Goal:
Arrange the stretch of the data from the line containing "target: khaki shorts" through the line containing "110 9 L 112" as a Markdown table. Use the columns Row and Line, give each line a row number, and leave out blank lines.

┌─ Raw data

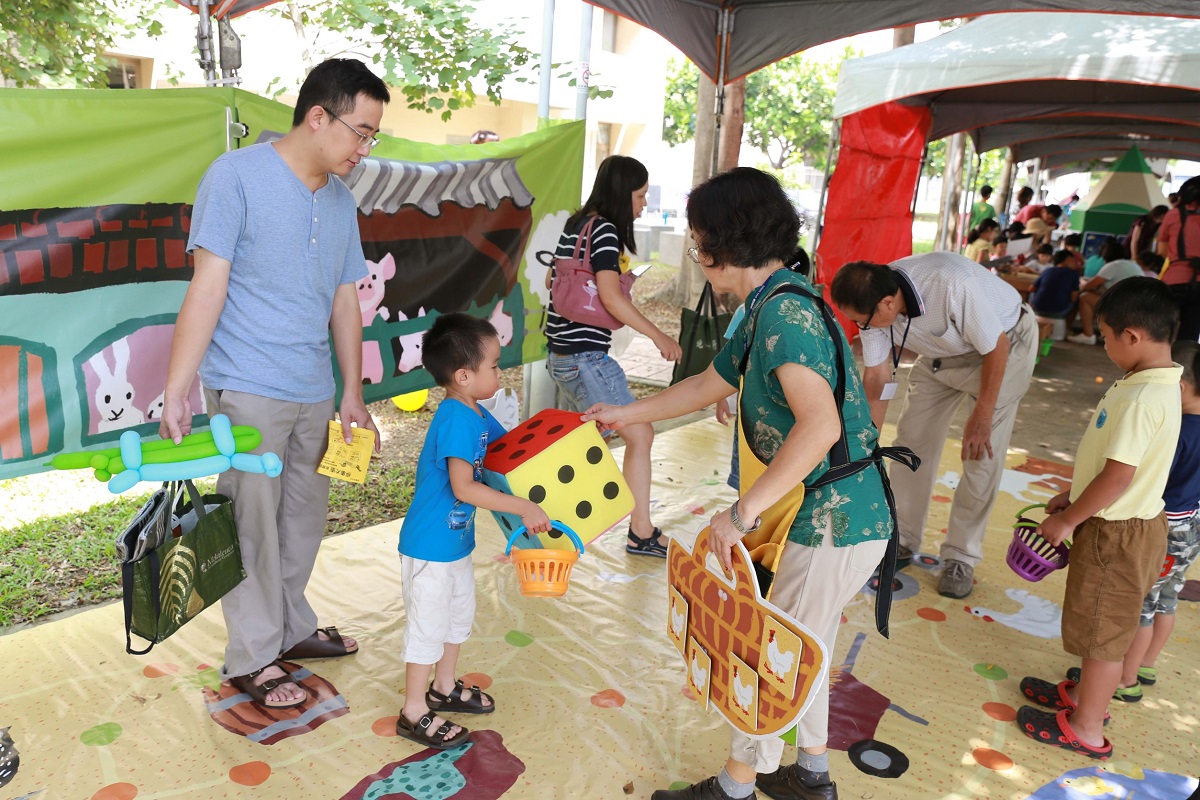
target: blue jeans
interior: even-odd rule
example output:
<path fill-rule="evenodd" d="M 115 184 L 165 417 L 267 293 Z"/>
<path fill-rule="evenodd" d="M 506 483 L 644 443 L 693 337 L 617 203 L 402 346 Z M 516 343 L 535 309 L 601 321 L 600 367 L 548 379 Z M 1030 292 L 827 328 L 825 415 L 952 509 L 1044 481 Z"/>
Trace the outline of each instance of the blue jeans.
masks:
<path fill-rule="evenodd" d="M 629 405 L 634 402 L 625 371 L 602 350 L 571 355 L 548 353 L 546 368 L 576 411 L 586 411 L 595 403 Z"/>

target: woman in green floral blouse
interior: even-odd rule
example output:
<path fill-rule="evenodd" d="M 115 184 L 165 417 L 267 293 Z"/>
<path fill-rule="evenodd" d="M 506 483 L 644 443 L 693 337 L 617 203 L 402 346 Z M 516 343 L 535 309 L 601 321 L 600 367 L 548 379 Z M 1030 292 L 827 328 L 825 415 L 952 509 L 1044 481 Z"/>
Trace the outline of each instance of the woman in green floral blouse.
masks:
<path fill-rule="evenodd" d="M 746 444 L 767 469 L 730 509 L 710 522 L 714 551 L 730 569 L 732 548 L 767 509 L 799 483 L 814 485 L 829 469 L 830 449 L 845 421 L 851 461 L 870 456 L 878 432 L 850 345 L 839 348 L 815 300 L 776 294 L 793 284 L 812 294 L 808 278 L 787 269 L 799 241 L 799 219 L 779 182 L 756 169 L 722 173 L 692 191 L 689 253 L 716 291 L 745 300 L 746 315 L 702 374 L 630 405 L 598 404 L 586 419 L 611 428 L 653 422 L 721 401 L 745 374 L 739 397 Z M 748 342 L 748 337 L 752 341 Z M 835 385 L 845 380 L 839 419 Z M 892 516 L 877 469 L 870 468 L 805 493 L 787 534 L 770 601 L 803 622 L 833 654 L 842 608 L 870 579 L 892 537 Z M 685 789 L 659 790 L 655 800 L 746 798 L 755 784 L 776 800 L 836 798 L 829 780 L 828 681 L 797 727 L 798 760 L 780 768 L 784 742 L 733 732 L 730 759 L 715 777 Z"/>

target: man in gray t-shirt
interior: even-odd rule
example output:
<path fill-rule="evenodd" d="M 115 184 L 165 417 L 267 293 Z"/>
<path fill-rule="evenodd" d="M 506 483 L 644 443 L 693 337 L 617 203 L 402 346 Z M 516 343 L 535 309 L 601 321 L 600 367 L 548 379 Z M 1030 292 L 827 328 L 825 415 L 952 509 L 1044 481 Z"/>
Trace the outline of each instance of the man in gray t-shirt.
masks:
<path fill-rule="evenodd" d="M 263 434 L 283 459 L 278 481 L 230 470 L 246 579 L 222 599 L 229 643 L 222 676 L 268 708 L 307 700 L 277 660 L 349 655 L 358 643 L 317 627 L 305 597 L 324 535 L 329 479 L 317 474 L 334 419 L 329 338 L 342 377 L 337 409 L 376 432 L 362 402 L 367 275 L 350 191 L 341 181 L 377 143 L 388 88 L 364 64 L 335 59 L 305 79 L 292 130 L 218 157 L 197 191 L 187 252 L 194 275 L 175 321 L 160 435 L 192 427 L 197 371 L 208 413 Z"/>

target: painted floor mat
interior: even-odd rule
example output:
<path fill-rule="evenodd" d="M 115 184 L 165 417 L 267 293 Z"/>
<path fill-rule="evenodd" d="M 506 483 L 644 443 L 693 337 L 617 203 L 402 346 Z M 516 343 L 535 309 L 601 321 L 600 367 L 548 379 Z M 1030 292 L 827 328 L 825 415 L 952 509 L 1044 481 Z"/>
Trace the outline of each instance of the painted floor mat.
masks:
<path fill-rule="evenodd" d="M 655 523 L 686 541 L 734 499 L 731 434 L 714 421 L 655 439 Z M 1016 728 L 1024 675 L 1057 678 L 1063 573 L 1026 583 L 1004 564 L 1015 512 L 1069 468 L 1009 455 L 986 559 L 966 601 L 940 597 L 937 545 L 960 464 L 941 464 L 925 558 L 899 577 L 892 639 L 865 591 L 832 648 L 830 764 L 842 798 L 1188 798 L 1200 757 L 1200 624 L 1181 602 L 1158 682 L 1114 703 L 1114 760 L 1038 745 Z M 618 453 L 619 461 L 619 453 Z M 401 705 L 396 524 L 325 541 L 310 597 L 361 643 L 289 664 L 305 705 L 263 712 L 221 684 L 215 610 L 144 657 L 109 604 L 0 638 L 0 798 L 648 798 L 724 764 L 727 728 L 688 697 L 667 637 L 666 564 L 596 540 L 563 599 L 527 599 L 490 515 L 478 517 L 479 610 L 460 670 L 496 714 L 454 717 L 469 746 L 437 753 L 395 735 Z M 454 715 L 451 715 L 452 717 Z M 6 729 L 6 730 L 5 730 Z M 794 758 L 788 746 L 785 762 Z"/>

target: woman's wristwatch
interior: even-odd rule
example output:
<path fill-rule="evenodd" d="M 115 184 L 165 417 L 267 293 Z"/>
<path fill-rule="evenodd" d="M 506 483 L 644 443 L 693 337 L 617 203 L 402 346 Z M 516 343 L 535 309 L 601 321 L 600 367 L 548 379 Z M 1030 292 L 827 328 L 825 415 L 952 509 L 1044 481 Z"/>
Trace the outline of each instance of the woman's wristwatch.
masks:
<path fill-rule="evenodd" d="M 738 516 L 738 501 L 737 500 L 734 500 L 733 505 L 730 506 L 730 521 L 733 523 L 733 527 L 737 528 L 738 533 L 740 533 L 740 534 L 752 534 L 754 531 L 758 530 L 758 525 L 762 524 L 762 517 L 756 517 L 755 521 L 754 521 L 754 524 L 750 525 L 749 528 L 746 528 L 745 525 L 743 525 L 742 524 L 742 517 Z"/>

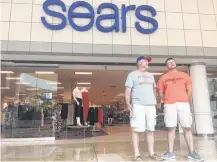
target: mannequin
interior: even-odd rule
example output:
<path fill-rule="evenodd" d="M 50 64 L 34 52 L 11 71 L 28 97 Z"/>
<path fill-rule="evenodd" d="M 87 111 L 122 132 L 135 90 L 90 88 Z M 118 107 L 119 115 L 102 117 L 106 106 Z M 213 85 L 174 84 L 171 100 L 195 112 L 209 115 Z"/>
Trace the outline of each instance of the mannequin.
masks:
<path fill-rule="evenodd" d="M 73 99 L 75 100 L 75 109 L 76 109 L 76 121 L 77 121 L 77 126 L 82 126 L 81 124 L 81 106 L 82 106 L 82 93 L 79 90 L 78 87 L 75 87 L 75 89 L 72 92 L 73 94 Z"/>
<path fill-rule="evenodd" d="M 89 97 L 88 97 L 88 90 L 84 87 L 81 89 L 82 98 L 83 98 L 83 117 L 84 117 L 84 124 L 87 126 L 87 115 L 89 109 Z"/>
<path fill-rule="evenodd" d="M 113 118 L 114 118 L 114 110 L 112 109 L 112 107 L 109 107 L 108 110 L 108 125 L 112 126 L 113 125 Z"/>

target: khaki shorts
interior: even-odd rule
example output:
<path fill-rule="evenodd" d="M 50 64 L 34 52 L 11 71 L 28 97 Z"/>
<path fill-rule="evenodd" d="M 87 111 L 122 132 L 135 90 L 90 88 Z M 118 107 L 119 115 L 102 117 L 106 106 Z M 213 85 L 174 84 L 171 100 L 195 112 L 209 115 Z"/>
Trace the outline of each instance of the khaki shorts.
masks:
<path fill-rule="evenodd" d="M 156 125 L 156 107 L 134 104 L 130 125 L 134 132 L 154 131 Z"/>
<path fill-rule="evenodd" d="M 192 113 L 189 103 L 176 102 L 164 105 L 164 122 L 166 127 L 176 127 L 178 124 L 184 128 L 190 128 L 192 125 Z"/>

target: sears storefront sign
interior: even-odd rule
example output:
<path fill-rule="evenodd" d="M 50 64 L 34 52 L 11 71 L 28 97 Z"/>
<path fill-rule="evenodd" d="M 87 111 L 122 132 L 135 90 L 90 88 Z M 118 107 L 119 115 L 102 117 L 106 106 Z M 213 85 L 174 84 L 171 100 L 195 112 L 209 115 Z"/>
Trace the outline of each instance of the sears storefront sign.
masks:
<path fill-rule="evenodd" d="M 49 9 L 49 6 L 57 5 L 62 9 L 62 12 L 57 12 Z M 84 7 L 88 10 L 86 13 L 81 12 L 75 12 L 75 9 L 79 7 Z M 110 9 L 112 10 L 112 14 L 102 14 L 102 11 L 104 9 Z M 121 12 L 119 12 L 118 7 L 113 3 L 102 3 L 98 6 L 96 13 L 94 12 L 94 8 L 85 1 L 76 1 L 71 4 L 71 6 L 68 9 L 67 17 L 63 14 L 64 12 L 67 12 L 66 5 L 61 0 L 46 0 L 43 3 L 43 10 L 47 15 L 50 15 L 52 17 L 57 17 L 61 19 L 60 24 L 50 24 L 46 21 L 45 17 L 41 17 L 41 21 L 44 24 L 45 27 L 52 30 L 62 30 L 66 27 L 67 21 L 69 21 L 69 24 L 74 30 L 77 31 L 88 31 L 90 30 L 95 23 L 96 28 L 101 32 L 126 32 L 127 30 L 127 20 L 126 15 L 128 12 L 134 11 L 134 14 L 136 18 L 138 19 L 135 21 L 135 28 L 138 32 L 143 34 L 151 34 L 155 32 L 158 29 L 158 22 L 153 18 L 156 16 L 157 12 L 156 10 L 149 5 L 122 5 L 121 6 Z M 151 17 L 145 16 L 142 14 L 142 11 L 148 11 L 151 13 Z M 96 22 L 95 22 L 96 17 Z M 88 24 L 86 25 L 79 25 L 74 22 L 74 19 L 90 19 Z M 101 25 L 101 21 L 103 20 L 114 20 L 114 24 L 112 24 L 109 27 L 105 27 Z M 121 21 L 121 29 L 120 29 L 120 21 Z M 141 22 L 148 22 L 152 24 L 152 28 L 143 28 L 141 26 Z"/>

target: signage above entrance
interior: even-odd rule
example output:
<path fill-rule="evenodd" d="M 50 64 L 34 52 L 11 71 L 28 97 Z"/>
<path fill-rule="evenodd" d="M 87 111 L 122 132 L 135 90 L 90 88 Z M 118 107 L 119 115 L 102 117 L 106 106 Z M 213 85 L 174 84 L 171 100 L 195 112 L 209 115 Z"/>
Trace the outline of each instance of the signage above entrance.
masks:
<path fill-rule="evenodd" d="M 120 13 L 118 7 L 115 4 L 102 3 L 98 6 L 97 13 L 95 13 L 94 8 L 89 3 L 85 2 L 85 1 L 76 1 L 76 2 L 72 3 L 71 6 L 69 7 L 67 18 L 61 12 L 50 10 L 49 6 L 52 6 L 52 5 L 59 6 L 62 9 L 62 12 L 67 12 L 66 11 L 66 5 L 61 0 L 46 0 L 43 3 L 43 10 L 47 15 L 61 19 L 60 24 L 50 24 L 46 21 L 46 18 L 44 16 L 41 17 L 41 21 L 44 24 L 44 26 L 47 27 L 48 29 L 52 29 L 52 30 L 64 29 L 66 27 L 67 18 L 68 18 L 69 24 L 71 25 L 71 27 L 74 30 L 88 31 L 93 27 L 95 17 L 96 17 L 96 22 L 95 22 L 96 28 L 99 31 L 105 32 L 105 33 L 112 32 L 112 31 L 125 33 L 127 30 L 126 15 L 130 11 L 135 11 L 134 14 L 135 14 L 136 18 L 138 19 L 138 21 L 135 21 L 135 28 L 137 29 L 138 32 L 143 33 L 143 34 L 151 34 L 158 29 L 158 22 L 153 18 L 156 16 L 157 12 L 152 6 L 149 6 L 149 5 L 140 5 L 140 6 L 129 5 L 129 6 L 126 6 L 123 4 L 121 6 L 121 13 Z M 86 13 L 75 12 L 75 9 L 79 8 L 79 7 L 86 8 L 88 10 L 88 13 L 87 12 Z M 111 9 L 113 11 L 113 13 L 112 14 L 101 14 L 103 9 Z M 152 17 L 142 15 L 142 13 L 141 13 L 142 11 L 150 12 Z M 90 22 L 87 25 L 83 25 L 83 26 L 77 25 L 74 22 L 75 18 L 90 19 Z M 103 21 L 103 20 L 114 20 L 114 24 L 111 25 L 110 27 L 102 26 L 101 21 Z M 152 28 L 148 28 L 148 29 L 143 28 L 141 26 L 139 20 L 152 24 Z M 120 21 L 121 21 L 121 29 L 120 29 Z"/>

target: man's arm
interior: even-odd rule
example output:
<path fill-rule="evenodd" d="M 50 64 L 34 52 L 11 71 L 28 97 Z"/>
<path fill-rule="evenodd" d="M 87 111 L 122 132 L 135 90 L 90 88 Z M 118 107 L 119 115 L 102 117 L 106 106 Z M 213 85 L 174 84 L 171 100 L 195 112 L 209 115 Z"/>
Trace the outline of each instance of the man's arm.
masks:
<path fill-rule="evenodd" d="M 190 99 L 191 96 L 192 96 L 192 85 L 191 85 L 191 84 L 188 84 L 188 85 L 186 86 L 186 89 L 187 89 L 188 98 Z"/>
<path fill-rule="evenodd" d="M 126 101 L 128 109 L 131 109 L 130 96 L 131 96 L 131 88 L 126 87 L 126 89 L 125 89 L 125 101 Z"/>
<path fill-rule="evenodd" d="M 162 89 L 158 89 L 158 94 L 162 101 L 164 101 L 164 91 Z"/>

└─

Result for this exercise:
| Row | Line |
|---|---|
| 1 | target: khaki shorts |
| 2 | interior: even-odd rule |
| 3 | example output: |
| 4 | <path fill-rule="evenodd" d="M 50 64 L 34 52 L 11 71 L 28 97 Z"/> |
| 5 | <path fill-rule="evenodd" d="M 87 111 L 122 132 L 135 90 L 90 88 Z M 118 107 L 119 115 L 102 117 L 106 106 Z M 213 85 L 174 84 L 171 100 L 195 112 L 209 115 Z"/> |
| 6 | Trace the outline of each instance of the khaki shorts. |
| 7 | masks: |
| 8 | <path fill-rule="evenodd" d="M 156 125 L 156 107 L 134 104 L 130 125 L 134 132 L 154 131 Z"/> |
| 9 | <path fill-rule="evenodd" d="M 192 113 L 189 103 L 176 102 L 164 105 L 164 122 L 166 127 L 176 127 L 178 124 L 184 128 L 190 128 L 192 125 Z"/> |
| 10 | target: sears storefront sign |
| 11 | interior: even-odd rule |
| 12 | example output: |
| 13 | <path fill-rule="evenodd" d="M 50 64 L 34 52 L 11 71 L 28 97 Z"/> |
| 14 | <path fill-rule="evenodd" d="M 87 111 L 122 132 L 135 90 L 90 88 Z M 118 107 L 119 115 L 102 117 L 106 106 Z M 213 85 L 174 84 L 171 100 L 195 112 L 209 115 Z"/> |
| 15 | Trace the outline of each instance of the sears storefront sign. |
| 16 | masks: |
| 17 | <path fill-rule="evenodd" d="M 49 9 L 49 6 L 57 5 L 62 9 L 62 12 L 57 12 Z M 84 7 L 88 10 L 86 13 L 81 12 L 75 12 L 75 9 L 79 7 Z M 110 9 L 112 10 L 112 14 L 102 14 L 102 11 L 104 9 Z M 121 12 L 119 12 L 118 7 L 113 3 L 102 3 L 98 6 L 96 13 L 94 12 L 94 8 L 85 1 L 76 1 L 71 4 L 71 6 L 68 9 L 67 17 L 63 14 L 64 12 L 67 12 L 66 5 L 61 0 L 46 0 L 43 3 L 43 10 L 47 15 L 50 15 L 52 17 L 57 17 L 61 19 L 60 24 L 50 24 L 46 21 L 45 17 L 41 17 L 41 21 L 44 24 L 45 27 L 52 30 L 62 30 L 66 27 L 67 21 L 69 21 L 69 24 L 74 30 L 77 31 L 88 31 L 90 30 L 95 23 L 96 28 L 101 32 L 126 32 L 127 30 L 127 20 L 126 15 L 128 12 L 134 11 L 134 14 L 136 18 L 138 19 L 135 21 L 135 28 L 138 32 L 143 34 L 151 34 L 155 32 L 158 29 L 158 22 L 153 18 L 156 16 L 157 12 L 156 10 L 149 5 L 122 5 L 121 6 Z M 151 17 L 145 16 L 142 14 L 142 11 L 148 11 L 151 13 Z M 96 22 L 95 22 L 96 17 Z M 88 24 L 86 25 L 79 25 L 74 22 L 74 19 L 90 19 Z M 101 25 L 101 21 L 103 20 L 114 20 L 114 24 L 112 24 L 109 27 L 105 27 Z M 121 21 L 121 29 L 120 29 L 120 21 Z M 141 22 L 148 22 L 152 24 L 152 28 L 143 28 L 141 26 Z"/> |